— Named-object pointing records —

START

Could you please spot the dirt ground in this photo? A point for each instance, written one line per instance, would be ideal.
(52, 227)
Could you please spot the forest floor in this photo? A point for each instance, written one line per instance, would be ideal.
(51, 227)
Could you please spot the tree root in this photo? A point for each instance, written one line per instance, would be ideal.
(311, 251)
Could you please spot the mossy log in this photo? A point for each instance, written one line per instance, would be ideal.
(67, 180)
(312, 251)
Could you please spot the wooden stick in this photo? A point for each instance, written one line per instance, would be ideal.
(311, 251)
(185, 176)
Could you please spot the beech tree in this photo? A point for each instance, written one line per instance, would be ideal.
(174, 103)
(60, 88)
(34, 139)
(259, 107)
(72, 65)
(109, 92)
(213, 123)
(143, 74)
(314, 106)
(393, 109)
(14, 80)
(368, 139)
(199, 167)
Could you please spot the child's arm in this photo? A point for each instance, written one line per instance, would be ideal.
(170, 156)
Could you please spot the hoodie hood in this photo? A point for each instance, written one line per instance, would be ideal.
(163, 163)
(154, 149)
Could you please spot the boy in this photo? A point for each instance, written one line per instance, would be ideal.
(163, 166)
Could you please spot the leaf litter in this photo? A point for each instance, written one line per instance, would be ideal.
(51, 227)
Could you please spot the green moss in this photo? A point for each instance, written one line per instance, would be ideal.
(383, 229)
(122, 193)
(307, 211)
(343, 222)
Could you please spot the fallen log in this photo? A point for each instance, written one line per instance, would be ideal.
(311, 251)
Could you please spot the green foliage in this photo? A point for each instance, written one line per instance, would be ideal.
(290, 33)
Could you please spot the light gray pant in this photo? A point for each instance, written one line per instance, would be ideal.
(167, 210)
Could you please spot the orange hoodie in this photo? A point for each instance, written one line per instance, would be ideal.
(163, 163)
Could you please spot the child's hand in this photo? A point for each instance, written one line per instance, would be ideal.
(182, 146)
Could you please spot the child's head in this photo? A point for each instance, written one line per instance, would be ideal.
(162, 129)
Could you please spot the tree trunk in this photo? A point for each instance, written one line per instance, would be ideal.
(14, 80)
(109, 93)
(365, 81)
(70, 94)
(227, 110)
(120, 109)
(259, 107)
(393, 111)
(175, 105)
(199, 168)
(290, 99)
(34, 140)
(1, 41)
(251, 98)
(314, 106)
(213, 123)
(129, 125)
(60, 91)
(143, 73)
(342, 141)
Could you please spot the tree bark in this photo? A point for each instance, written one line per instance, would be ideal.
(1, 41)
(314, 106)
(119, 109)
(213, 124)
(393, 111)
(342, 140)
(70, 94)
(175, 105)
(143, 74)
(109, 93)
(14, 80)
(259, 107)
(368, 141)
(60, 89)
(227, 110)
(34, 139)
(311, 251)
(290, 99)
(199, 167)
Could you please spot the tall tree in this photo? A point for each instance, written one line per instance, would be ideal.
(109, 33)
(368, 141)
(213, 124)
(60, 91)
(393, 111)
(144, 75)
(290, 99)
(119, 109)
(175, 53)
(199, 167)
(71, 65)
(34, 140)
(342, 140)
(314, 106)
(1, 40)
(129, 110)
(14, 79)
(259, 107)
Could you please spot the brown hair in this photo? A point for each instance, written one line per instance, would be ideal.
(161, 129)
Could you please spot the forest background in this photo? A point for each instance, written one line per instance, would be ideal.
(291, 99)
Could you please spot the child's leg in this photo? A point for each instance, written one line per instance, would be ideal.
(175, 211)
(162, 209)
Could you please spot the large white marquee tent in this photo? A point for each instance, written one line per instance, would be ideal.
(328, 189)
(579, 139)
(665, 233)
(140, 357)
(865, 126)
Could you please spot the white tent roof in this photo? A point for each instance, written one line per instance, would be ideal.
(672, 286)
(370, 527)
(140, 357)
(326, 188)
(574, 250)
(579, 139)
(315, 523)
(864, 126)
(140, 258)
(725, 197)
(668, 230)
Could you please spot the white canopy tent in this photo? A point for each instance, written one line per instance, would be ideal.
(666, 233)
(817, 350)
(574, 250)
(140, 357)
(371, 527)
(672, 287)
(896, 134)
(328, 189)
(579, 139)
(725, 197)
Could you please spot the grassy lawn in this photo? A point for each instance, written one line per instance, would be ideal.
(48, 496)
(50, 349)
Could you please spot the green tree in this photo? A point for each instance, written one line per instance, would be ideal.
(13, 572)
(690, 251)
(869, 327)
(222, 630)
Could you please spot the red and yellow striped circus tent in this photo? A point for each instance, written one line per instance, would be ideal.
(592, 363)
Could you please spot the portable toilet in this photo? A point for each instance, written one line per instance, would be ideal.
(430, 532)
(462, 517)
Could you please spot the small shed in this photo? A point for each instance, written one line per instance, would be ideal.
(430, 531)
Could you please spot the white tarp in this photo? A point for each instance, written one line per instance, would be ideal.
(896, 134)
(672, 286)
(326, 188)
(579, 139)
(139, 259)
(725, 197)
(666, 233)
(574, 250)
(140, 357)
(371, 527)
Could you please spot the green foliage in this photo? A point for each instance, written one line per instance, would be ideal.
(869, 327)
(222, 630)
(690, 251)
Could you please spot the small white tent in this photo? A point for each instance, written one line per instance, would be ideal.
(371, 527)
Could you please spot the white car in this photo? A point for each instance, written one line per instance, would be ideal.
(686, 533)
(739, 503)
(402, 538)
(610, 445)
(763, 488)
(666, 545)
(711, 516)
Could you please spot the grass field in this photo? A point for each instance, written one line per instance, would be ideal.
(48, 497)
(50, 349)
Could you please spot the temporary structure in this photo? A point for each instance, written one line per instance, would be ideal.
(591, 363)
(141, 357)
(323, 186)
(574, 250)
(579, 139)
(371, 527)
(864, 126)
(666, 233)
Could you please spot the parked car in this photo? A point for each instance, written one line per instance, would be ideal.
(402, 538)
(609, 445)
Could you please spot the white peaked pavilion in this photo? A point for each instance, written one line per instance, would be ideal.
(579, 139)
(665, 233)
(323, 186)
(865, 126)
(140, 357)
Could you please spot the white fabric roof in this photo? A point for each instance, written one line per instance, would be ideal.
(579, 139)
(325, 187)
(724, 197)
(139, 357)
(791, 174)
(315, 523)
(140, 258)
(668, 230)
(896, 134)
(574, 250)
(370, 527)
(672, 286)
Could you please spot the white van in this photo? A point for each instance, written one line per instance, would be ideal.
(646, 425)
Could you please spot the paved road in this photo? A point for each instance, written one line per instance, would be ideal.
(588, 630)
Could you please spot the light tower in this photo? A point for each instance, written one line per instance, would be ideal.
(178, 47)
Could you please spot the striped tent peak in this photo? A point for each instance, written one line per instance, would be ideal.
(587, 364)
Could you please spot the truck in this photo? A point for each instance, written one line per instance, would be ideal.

END

— What you need to do —
Write the entries again, exactly as they stand.

— Exercise solution —
Could you please spot the dirt ground in this photo? A point for each instance, written one line per instance, would be ideal.
(52, 227)
Could you please spot the forest floor in this photo? A point for each instance, written one line per instance, would be ideal.
(51, 227)
Could you please spot the tree root in this photo? A point for each instance, written one line per instance, would be ideal.
(311, 251)
Could you please spot the mossy log in this photo? A point for each instance, written one line per instance, would be ideal.
(67, 180)
(312, 251)
Could you please spot the wooden stick in this photo? A point for each instance, written one line per instance, would be ideal.
(311, 251)
(185, 176)
Could you please spot the beech tree in this photo? A point for each instance, written one line per instance, would be ideal.
(174, 103)
(60, 88)
(34, 139)
(259, 107)
(72, 65)
(109, 92)
(213, 123)
(143, 74)
(314, 106)
(393, 109)
(14, 80)
(368, 139)
(199, 167)
Could you please spot the child's arm in this photo? A point for each instance, written one line per instance, would be ideal.
(170, 156)
Could you please spot the hoodie hood in this photo? A point for each instance, written one line per instance, would be ideal.
(163, 163)
(154, 149)
Could you please spot the boy in this photo? A point for each instance, written one line per instance, would be ideal.
(163, 166)
Could you please spot the leaf litter in this photo? A point for each instance, written one line per instance, would be ideal.
(51, 227)
Could you please spot the green moss in this photo? A point for each instance, written one line per instance, would be ideal.
(383, 229)
(122, 193)
(307, 211)
(343, 222)
Could you please spot the fallen log in this photo? A point for each instance, written one line per instance, would be ideal.
(311, 251)
Could you please spot the green foliage in this photo? A point for each instance, written one line per instance, would be ideal.
(290, 33)
Could you please spot the light gray pant in this photo? A point for each instance, written one line per instance, would be ideal.
(167, 210)
Could you please spot the orange hoodie in this photo? A point for each instance, written one line per instance, would be ideal.
(163, 163)
Could you please spot the child's hand in this photo? A point for each instance, written one line per instance, would be ideal.
(182, 146)
Could you please spot the child's head in this photo? A point for each instance, written one line per instance, would be ideal.
(162, 129)
Could you please spot the tree trunk in this photo? A point for each instance, written one line per instance, would be ideal.
(14, 80)
(109, 93)
(365, 81)
(70, 94)
(227, 110)
(120, 109)
(259, 107)
(393, 111)
(175, 105)
(199, 168)
(290, 99)
(34, 140)
(1, 41)
(251, 98)
(314, 106)
(213, 123)
(129, 125)
(60, 91)
(143, 73)
(342, 141)
Could you please spot the tree bark in this photo? A point for each instance, written one line per instance, would be ideal.
(1, 41)
(314, 106)
(119, 109)
(213, 124)
(393, 111)
(342, 140)
(70, 94)
(175, 105)
(143, 74)
(109, 93)
(14, 80)
(259, 107)
(368, 141)
(60, 89)
(227, 110)
(34, 139)
(311, 251)
(290, 99)
(199, 167)
Could you please spot the tall tree in this photo? A point for each instance, written one line per instance, would be ideal.
(109, 33)
(368, 141)
(213, 124)
(60, 91)
(393, 111)
(144, 75)
(290, 99)
(119, 109)
(175, 53)
(199, 167)
(71, 65)
(34, 140)
(342, 140)
(314, 106)
(1, 40)
(129, 110)
(14, 79)
(259, 107)
Could you please spot the brown hair in this photo? A point for each instance, written one line per instance, would be ideal.
(161, 129)
Could you please spot the forest background in this photo? A point for each instance, written one line per instance, would be ideal.
(291, 99)
Could you please spot the child's leg in this photo? A point for each instance, written one line per instance, would be ideal.
(175, 211)
(162, 209)
Could you please spot the large white marquee tent in this photo? A point for each instance, written one line per instance, would be ideal.
(328, 189)
(579, 139)
(665, 233)
(140, 357)
(865, 126)
Could you please spot the white tent roof in this photo? A point for each instance, written one line per instance, would be ideal.
(672, 286)
(370, 527)
(140, 357)
(326, 188)
(574, 250)
(579, 139)
(315, 523)
(864, 126)
(140, 258)
(725, 197)
(668, 230)
Could you please spot the white canopy tent in this photo? A point for each instance, written one line per instance, would be ideal.
(666, 233)
(817, 350)
(574, 250)
(140, 357)
(371, 527)
(672, 287)
(896, 134)
(328, 189)
(579, 139)
(725, 197)
Could you please spot the grassy lawn in this photo? A point for each instance, written one line per instance, would be ideal.
(48, 496)
(50, 349)
Could you please spot the green tree in this photo? A point for each instance, written one line per instance, would be ideal.
(13, 572)
(690, 251)
(869, 327)
(222, 630)
Could you please spot the red and yellow striped circus tent in this photo? A point for each instance, written one line per instance, would be ideal.
(592, 363)
Could you please spot the portable toilet in this photo? A point for each instance, written one line per instance, would be ideal.
(430, 532)
(462, 517)
Could you please spot the small shed in this photo? A point for each instance, written one line per instance, would be ideal.
(430, 531)
Could you please spot the white tarp in this photo? A point for each instance, written one line per instance, would be ideal.
(896, 134)
(672, 286)
(326, 188)
(579, 139)
(139, 259)
(725, 197)
(666, 233)
(574, 250)
(140, 357)
(371, 527)
Could you please spot the green foliage in this photo? A point for each instance, written one line per instance, would be ideal.
(869, 327)
(222, 630)
(690, 251)
Could you please spot the small white tent in this photo? A point for each instance, written one line per instance, would be ideal.
(371, 527)
Could you please spot the white car in this photo? A point for each instance, written one line per instance, would be ideal.
(686, 533)
(739, 503)
(402, 538)
(610, 445)
(763, 488)
(666, 545)
(711, 516)
Could you please spot the grass field in this photo? A point for each instance, written one line per instance, would be ideal.
(48, 497)
(50, 349)
Could you please spot the temporary structure in this photo? A point for each instance, written one line per instance, would be ideal.
(591, 363)
(141, 357)
(323, 186)
(574, 250)
(579, 139)
(371, 527)
(864, 126)
(666, 233)
Could you please spot the parked car in this photo? A point for each instance, written one line per instance, would be ideal.
(402, 538)
(609, 445)
Could you please spot the white peaked pavilion in this photo? A point for each instance, written one line per instance, would be ideal.
(579, 139)
(665, 233)
(323, 186)
(865, 126)
(140, 357)
Could you please spot the white fabric roof in this photo? A point for each instance, written one line per instance, would be ideal.
(579, 139)
(325, 187)
(724, 197)
(139, 357)
(791, 174)
(315, 523)
(140, 258)
(668, 230)
(896, 134)
(574, 250)
(370, 527)
(672, 286)
Could you please spot the white van in this photo? A point for each instance, written one line per instance, would be ideal.
(646, 425)
Could you please spot the paved road in this photo? A point for each instance, written one line per instance, would be ideal.
(588, 630)
Could you please spot the light tower in this photo? A point for each instance, written one line per instance, would be ideal.
(178, 47)
Could you please spot the striped tent peak in this photo? A point for each instance, written one line per instance, would be ideal.
(587, 364)
Could you please spot the truck in this photo? A point for each instance, written one line per instance, would be ideal.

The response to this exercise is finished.